→ **SOURCE MATERIAL**:

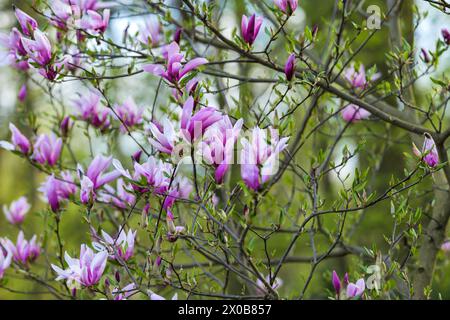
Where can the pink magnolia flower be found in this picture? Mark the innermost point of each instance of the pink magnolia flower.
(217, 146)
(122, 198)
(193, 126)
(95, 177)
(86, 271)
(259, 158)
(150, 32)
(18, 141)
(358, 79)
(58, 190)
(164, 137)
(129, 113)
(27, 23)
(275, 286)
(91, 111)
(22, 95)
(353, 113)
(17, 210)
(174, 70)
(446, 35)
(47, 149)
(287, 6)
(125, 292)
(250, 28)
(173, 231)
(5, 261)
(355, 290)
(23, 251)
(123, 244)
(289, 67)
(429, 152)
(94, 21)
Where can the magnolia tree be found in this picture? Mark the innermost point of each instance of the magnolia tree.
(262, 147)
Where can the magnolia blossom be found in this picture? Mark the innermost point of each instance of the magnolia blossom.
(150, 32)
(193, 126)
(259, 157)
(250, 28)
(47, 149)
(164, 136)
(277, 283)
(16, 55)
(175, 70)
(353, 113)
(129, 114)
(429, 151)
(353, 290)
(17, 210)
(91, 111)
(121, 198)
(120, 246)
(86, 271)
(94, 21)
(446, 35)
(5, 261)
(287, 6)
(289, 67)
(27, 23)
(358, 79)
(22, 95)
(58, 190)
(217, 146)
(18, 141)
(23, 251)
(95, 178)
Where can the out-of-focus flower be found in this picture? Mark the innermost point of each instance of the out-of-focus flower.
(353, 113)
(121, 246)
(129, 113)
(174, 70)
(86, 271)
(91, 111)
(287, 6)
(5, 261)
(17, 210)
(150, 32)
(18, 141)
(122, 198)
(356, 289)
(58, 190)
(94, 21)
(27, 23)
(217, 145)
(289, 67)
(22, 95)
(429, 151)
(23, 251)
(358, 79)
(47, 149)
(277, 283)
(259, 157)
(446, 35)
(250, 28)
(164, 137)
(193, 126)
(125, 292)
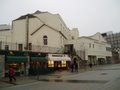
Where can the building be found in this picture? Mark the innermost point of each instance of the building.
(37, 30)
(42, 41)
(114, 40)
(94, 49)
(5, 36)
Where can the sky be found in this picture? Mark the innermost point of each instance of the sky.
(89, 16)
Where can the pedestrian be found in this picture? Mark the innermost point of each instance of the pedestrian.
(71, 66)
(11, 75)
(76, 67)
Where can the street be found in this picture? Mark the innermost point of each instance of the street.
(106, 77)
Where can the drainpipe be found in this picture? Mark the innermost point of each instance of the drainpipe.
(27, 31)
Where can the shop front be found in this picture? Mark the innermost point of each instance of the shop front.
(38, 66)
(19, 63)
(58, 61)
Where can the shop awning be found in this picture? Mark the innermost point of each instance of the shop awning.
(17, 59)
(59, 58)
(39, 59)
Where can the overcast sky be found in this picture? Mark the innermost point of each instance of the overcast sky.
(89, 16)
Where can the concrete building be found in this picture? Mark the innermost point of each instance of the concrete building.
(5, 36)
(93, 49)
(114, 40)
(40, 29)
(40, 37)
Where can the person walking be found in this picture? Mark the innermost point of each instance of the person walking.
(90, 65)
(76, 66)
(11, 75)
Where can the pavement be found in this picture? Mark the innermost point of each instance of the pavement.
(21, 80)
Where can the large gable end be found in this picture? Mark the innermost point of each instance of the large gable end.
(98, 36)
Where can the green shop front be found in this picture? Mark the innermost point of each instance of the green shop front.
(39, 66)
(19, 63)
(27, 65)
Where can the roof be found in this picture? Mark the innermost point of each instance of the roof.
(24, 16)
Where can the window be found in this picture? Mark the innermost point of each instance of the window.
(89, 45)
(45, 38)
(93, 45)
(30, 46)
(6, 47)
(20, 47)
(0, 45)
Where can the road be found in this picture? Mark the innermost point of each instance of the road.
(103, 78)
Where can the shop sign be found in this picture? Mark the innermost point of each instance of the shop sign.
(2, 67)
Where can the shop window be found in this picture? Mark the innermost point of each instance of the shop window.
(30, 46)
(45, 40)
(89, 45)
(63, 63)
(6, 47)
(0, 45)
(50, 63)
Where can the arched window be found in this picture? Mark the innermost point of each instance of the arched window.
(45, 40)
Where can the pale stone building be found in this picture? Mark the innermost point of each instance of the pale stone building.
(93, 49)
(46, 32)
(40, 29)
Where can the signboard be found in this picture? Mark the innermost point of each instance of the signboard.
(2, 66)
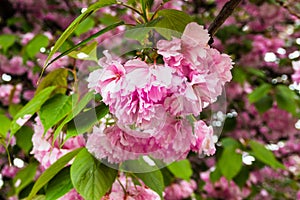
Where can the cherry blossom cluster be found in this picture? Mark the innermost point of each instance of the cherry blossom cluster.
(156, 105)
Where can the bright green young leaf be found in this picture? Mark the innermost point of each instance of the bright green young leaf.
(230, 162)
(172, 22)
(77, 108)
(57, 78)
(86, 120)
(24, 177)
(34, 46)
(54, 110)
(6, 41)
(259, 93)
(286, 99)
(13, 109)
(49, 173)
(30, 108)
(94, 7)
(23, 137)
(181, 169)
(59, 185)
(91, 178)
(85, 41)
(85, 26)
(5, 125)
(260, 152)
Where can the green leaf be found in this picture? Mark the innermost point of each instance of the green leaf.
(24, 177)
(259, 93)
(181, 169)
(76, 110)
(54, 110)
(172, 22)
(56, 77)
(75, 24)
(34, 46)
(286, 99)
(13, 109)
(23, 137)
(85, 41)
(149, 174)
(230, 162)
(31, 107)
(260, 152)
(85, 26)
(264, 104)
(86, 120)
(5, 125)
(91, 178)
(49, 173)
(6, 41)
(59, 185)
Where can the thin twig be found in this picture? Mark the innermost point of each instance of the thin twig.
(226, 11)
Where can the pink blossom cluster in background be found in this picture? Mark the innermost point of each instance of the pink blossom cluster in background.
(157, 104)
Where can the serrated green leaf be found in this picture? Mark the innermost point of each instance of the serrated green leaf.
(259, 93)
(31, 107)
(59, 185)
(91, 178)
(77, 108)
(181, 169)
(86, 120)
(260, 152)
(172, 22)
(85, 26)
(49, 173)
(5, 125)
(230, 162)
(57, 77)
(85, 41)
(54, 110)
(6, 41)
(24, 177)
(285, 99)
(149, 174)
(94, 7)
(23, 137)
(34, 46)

→ **WHAT IS BEING ASKED**:
Repeat the data exactly, without the pictures.

→ **WRITTEN RESPONSE**:
Where can the pink magnolia flower be found in this picture? Mark the innermost point of each instance of the pink magnolia flower.
(217, 146)
(122, 198)
(193, 126)
(95, 177)
(86, 271)
(259, 158)
(150, 32)
(18, 141)
(358, 79)
(58, 190)
(164, 137)
(129, 113)
(27, 23)
(275, 286)
(91, 111)
(22, 95)
(353, 113)
(17, 210)
(174, 70)
(446, 35)
(47, 149)
(287, 6)
(125, 292)
(250, 28)
(173, 231)
(5, 261)
(355, 290)
(23, 251)
(123, 244)
(289, 67)
(429, 152)
(94, 21)
Where can the magnolia tree be found in this picture? Mark the innermost point of each instance of the magnolia tree.
(262, 147)
Where can the magnolia blossom be found in this picture? Mark the innermost point of each instance of the magnolia blossom.
(150, 32)
(193, 126)
(259, 157)
(250, 28)
(47, 149)
(164, 136)
(277, 283)
(16, 55)
(175, 70)
(353, 113)
(129, 114)
(429, 151)
(353, 290)
(17, 210)
(91, 111)
(121, 198)
(120, 246)
(86, 271)
(94, 21)
(446, 35)
(5, 261)
(287, 6)
(289, 67)
(27, 23)
(358, 79)
(22, 95)
(58, 190)
(217, 146)
(18, 141)
(23, 251)
(95, 178)
Where can the out-of-focus flower be found in this picture? Mark the innermost point of each instance of the out-of-focus flower.
(353, 113)
(121, 246)
(129, 113)
(174, 70)
(86, 271)
(91, 111)
(287, 6)
(5, 261)
(17, 210)
(150, 32)
(18, 141)
(122, 198)
(356, 289)
(58, 190)
(94, 21)
(27, 23)
(217, 145)
(289, 67)
(22, 95)
(429, 151)
(23, 251)
(358, 79)
(47, 149)
(277, 283)
(259, 157)
(446, 35)
(250, 28)
(164, 137)
(193, 126)
(125, 292)
Where can the building be found in this picture? Mark the innermost point of each instance of the building.
(37, 30)
(42, 41)
(114, 40)
(94, 49)
(5, 36)
Where can the sky be found in this picture? Mark the innermost point of each instance of the sky.
(89, 16)
Where can the pedestrian be found in this picture? Mark the innermost point of each instance of the pedestrian.
(71, 66)
(11, 75)
(76, 67)
Where can the street be found in this picture? Mark the innermost point of each instance of the street.
(106, 77)
Where can the drainpipe be found in this picture? Mark the innermost point of each instance of the drainpipe.
(27, 31)
Where can the shop front be found in this picture? Mark the innermost point of each instance of the shop front.
(38, 66)
(19, 63)
(58, 61)
Where can the shop awning be found in this picture? Mark the innermost point of each instance of the shop awning.
(17, 59)
(59, 58)
(39, 59)
Where can the overcast sky be found in this picture? Mark the innermost point of each instance of the overcast sky.
(89, 16)
Where can the concrete building be found in this picture? Mark the innermost point of each instance of the concrete building.
(5, 36)
(93, 49)
(114, 40)
(40, 29)
(40, 37)
Where can the person walking be found in this picture? Mark the innermost point of each instance of the person walking.
(90, 65)
(76, 66)
(11, 75)
Where can the pavement be found in this picture? Mark the innermost point of each instance of the pavement.
(21, 80)
Where can the large gable end be found in this picture? Mark the innermost point of each instance of the large gable end.
(98, 36)
Where can the green shop front be found in this picture? Mark the innermost point of each instance of the green shop front.
(39, 66)
(19, 63)
(27, 65)
Where can the roof be found in this picture? Mark the innermost point of each instance of the roof.
(24, 16)
Where can the window be found in this picture? Mark the innermost point of each instance of the window.
(89, 45)
(45, 38)
(93, 45)
(30, 46)
(6, 47)
(20, 47)
(0, 45)
Where can the road be found in this picture? Mark the innermost point of each instance of the road.
(103, 78)
Where can the shop sign be found in this picture? Mark the innermost point of each instance of the shop sign.
(2, 67)
Where can the shop window be found in this picture? Mark the innermost point of each instance of the shop window.
(30, 46)
(45, 40)
(89, 45)
(63, 63)
(6, 47)
(0, 45)
(50, 63)
Where can the arched window be found in this picture? Mark the innermost point of each instance of the arched window.
(45, 40)
Where can the pale stone building be found in this picture? Mark the innermost point of each instance of the pale stone building.
(93, 49)
(46, 32)
(40, 29)
Where can the signboard be found in this picture? Mark the innermost point of each instance of the signboard.
(2, 66)
Where can the cherry blossom cluster be found in this picture? Mark the innermost point of each instance of the cherry blossom cluster.
(156, 105)
Where can the bright green young leaf be found in this picture? Mark the innermost point of each instance of the bright green young leaf.
(230, 162)
(172, 22)
(77, 108)
(57, 78)
(86, 120)
(24, 177)
(34, 46)
(54, 110)
(6, 41)
(259, 93)
(286, 99)
(13, 109)
(49, 173)
(30, 108)
(94, 7)
(23, 137)
(181, 169)
(59, 185)
(91, 178)
(85, 41)
(85, 26)
(5, 125)
(260, 152)
Where can the green leaf be found in this picture? Mark the innermost point of each instance of the green leaf.
(24, 177)
(259, 93)
(181, 169)
(76, 110)
(54, 110)
(172, 22)
(56, 77)
(75, 24)
(34, 46)
(286, 99)
(13, 109)
(23, 137)
(85, 41)
(149, 174)
(230, 162)
(31, 107)
(260, 152)
(85, 26)
(264, 104)
(86, 120)
(5, 125)
(91, 178)
(49, 173)
(6, 41)
(59, 185)
Where can the thin twig be found in this picture? Mark the innermost point of each instance of the thin twig.
(226, 11)
Where can the pink blossom cluster in background be found in this picture? Mark the innermost point of each instance of the pink blossom cluster in background.
(157, 104)
Where can the serrated green leaf be found in this picture? Mark the innermost point of each instance of the serrated green leaf.
(259, 93)
(31, 107)
(59, 185)
(91, 178)
(77, 108)
(181, 169)
(86, 120)
(260, 152)
(172, 22)
(85, 26)
(49, 173)
(5, 125)
(230, 162)
(57, 77)
(85, 41)
(54, 110)
(6, 41)
(24, 177)
(285, 99)
(149, 174)
(94, 7)
(23, 137)
(34, 46)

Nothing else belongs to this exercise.